What you are asked to do: The lines below are to be quoted exactly, from the first through the one that contains "# spot one keypoint per instance of the window".

Supplied data:
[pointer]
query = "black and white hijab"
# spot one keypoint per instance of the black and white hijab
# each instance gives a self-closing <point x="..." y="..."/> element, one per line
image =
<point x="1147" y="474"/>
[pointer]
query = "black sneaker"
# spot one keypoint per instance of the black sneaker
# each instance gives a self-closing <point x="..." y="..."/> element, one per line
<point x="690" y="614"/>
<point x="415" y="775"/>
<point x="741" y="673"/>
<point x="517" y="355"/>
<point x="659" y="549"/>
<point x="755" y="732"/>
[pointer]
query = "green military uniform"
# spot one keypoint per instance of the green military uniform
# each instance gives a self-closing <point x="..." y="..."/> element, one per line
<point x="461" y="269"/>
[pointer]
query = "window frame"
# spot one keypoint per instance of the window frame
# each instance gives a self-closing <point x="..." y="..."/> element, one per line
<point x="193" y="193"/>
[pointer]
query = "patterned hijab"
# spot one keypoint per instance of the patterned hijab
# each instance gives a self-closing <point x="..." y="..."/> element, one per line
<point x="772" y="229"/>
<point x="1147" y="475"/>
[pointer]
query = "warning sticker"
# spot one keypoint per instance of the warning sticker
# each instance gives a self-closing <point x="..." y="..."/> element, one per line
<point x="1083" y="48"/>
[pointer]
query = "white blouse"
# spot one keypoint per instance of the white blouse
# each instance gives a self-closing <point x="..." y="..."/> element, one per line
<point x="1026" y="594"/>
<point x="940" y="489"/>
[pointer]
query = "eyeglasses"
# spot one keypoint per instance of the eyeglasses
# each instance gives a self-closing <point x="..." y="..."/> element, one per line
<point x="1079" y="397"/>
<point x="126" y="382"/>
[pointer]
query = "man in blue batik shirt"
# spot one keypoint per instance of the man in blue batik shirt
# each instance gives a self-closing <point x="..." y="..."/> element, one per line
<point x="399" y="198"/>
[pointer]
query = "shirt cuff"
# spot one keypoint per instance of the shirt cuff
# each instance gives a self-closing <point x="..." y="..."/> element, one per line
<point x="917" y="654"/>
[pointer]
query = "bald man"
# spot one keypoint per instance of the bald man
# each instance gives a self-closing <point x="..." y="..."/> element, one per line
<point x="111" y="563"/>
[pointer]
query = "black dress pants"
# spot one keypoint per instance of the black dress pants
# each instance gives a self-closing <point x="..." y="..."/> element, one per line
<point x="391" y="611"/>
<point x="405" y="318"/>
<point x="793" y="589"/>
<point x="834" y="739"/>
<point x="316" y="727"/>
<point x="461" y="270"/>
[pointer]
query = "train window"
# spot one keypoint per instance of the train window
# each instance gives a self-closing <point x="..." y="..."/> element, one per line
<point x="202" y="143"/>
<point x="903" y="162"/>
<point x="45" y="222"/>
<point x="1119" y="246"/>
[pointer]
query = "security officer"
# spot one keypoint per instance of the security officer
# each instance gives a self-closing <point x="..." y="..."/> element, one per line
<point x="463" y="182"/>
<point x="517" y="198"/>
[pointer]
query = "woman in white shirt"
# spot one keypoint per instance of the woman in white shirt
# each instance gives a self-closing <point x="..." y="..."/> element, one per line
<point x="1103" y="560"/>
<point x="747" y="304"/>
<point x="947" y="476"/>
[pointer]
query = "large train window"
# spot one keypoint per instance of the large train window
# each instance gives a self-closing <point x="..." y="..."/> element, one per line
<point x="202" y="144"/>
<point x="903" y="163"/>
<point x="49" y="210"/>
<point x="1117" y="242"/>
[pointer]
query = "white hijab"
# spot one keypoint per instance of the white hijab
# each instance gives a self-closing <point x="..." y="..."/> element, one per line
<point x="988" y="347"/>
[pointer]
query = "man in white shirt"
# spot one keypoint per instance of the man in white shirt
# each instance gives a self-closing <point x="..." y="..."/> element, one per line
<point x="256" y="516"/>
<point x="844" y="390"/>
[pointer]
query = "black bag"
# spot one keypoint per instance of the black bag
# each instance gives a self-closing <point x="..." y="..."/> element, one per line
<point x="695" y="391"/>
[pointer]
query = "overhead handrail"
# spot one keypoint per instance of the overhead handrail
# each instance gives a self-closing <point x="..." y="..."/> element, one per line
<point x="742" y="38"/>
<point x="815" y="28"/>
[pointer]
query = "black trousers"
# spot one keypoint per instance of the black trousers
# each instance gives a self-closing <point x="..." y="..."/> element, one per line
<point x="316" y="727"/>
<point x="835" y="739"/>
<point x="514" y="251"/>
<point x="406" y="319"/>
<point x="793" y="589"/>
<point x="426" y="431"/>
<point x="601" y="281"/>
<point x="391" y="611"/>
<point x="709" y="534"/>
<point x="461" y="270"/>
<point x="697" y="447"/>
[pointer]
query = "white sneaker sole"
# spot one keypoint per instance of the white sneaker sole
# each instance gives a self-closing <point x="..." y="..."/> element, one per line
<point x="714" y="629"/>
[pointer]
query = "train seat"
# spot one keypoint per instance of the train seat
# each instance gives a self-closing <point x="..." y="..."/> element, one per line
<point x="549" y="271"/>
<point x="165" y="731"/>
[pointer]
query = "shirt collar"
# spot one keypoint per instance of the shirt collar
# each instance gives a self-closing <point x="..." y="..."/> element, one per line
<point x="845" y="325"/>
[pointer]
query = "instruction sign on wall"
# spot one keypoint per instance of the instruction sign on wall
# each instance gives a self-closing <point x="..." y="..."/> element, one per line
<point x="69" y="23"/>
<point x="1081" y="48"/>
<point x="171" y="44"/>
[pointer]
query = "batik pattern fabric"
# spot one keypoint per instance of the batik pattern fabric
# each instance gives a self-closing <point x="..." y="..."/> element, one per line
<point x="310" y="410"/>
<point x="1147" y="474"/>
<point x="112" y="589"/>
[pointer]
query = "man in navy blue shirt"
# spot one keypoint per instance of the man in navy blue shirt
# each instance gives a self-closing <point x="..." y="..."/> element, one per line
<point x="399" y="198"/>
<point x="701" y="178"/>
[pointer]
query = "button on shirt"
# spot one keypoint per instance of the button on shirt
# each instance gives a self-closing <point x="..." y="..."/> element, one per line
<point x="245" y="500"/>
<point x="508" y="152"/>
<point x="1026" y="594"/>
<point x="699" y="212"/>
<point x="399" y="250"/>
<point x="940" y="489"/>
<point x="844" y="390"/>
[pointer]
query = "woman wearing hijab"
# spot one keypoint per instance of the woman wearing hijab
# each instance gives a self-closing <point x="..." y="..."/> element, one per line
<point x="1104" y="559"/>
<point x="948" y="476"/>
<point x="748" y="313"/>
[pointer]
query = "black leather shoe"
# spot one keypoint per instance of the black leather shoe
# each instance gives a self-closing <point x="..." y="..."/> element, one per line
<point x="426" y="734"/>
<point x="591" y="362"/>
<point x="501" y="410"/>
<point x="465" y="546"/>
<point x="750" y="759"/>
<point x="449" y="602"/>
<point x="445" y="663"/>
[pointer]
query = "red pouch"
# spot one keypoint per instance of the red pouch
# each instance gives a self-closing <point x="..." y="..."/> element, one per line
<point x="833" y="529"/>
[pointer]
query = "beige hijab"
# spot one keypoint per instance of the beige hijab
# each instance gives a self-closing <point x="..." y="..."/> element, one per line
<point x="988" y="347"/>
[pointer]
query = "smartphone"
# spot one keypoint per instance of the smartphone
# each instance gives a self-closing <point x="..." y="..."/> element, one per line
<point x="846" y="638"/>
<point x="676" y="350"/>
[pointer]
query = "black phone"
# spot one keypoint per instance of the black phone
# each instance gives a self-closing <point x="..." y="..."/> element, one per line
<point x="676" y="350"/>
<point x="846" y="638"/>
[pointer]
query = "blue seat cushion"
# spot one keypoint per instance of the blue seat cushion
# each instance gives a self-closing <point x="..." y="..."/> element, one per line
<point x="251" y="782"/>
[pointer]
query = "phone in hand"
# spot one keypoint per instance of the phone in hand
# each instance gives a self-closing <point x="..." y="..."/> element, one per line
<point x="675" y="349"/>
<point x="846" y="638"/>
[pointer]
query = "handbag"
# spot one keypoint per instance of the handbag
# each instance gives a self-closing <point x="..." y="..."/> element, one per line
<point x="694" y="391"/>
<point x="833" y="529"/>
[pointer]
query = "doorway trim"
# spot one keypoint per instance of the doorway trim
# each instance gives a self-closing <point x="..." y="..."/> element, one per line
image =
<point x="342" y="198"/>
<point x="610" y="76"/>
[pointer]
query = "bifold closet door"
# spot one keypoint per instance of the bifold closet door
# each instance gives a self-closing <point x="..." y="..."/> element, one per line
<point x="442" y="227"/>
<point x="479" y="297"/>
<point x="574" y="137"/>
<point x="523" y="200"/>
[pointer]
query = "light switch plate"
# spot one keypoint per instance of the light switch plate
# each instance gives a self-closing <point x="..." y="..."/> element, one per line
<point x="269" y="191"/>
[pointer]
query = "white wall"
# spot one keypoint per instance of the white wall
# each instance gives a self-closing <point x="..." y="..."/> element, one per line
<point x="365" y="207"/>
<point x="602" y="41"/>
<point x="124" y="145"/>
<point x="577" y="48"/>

Exercise response:
[pointer]
query = "black and white hijab"
# spot one keypoint per instance of the black and white hijab
# each instance gives a self-closing <point x="..." y="..."/> element, one per line
image =
<point x="1147" y="474"/>
[pointer]
query = "black sneaker"
# spot one keypoint per instance of the black sneaker
# each instance gives a self-closing <point x="..." y="..."/> element, one per line
<point x="690" y="614"/>
<point x="415" y="775"/>
<point x="741" y="673"/>
<point x="517" y="355"/>
<point x="659" y="549"/>
<point x="755" y="732"/>
[pointer]
query = "green military uniform"
# spot one keypoint per instance of the green military uniform
# each instance gives a self-closing <point x="..." y="..."/> element, one per line
<point x="461" y="269"/>
[pointer]
query = "window frame"
# spot one keypoint per instance of the window frame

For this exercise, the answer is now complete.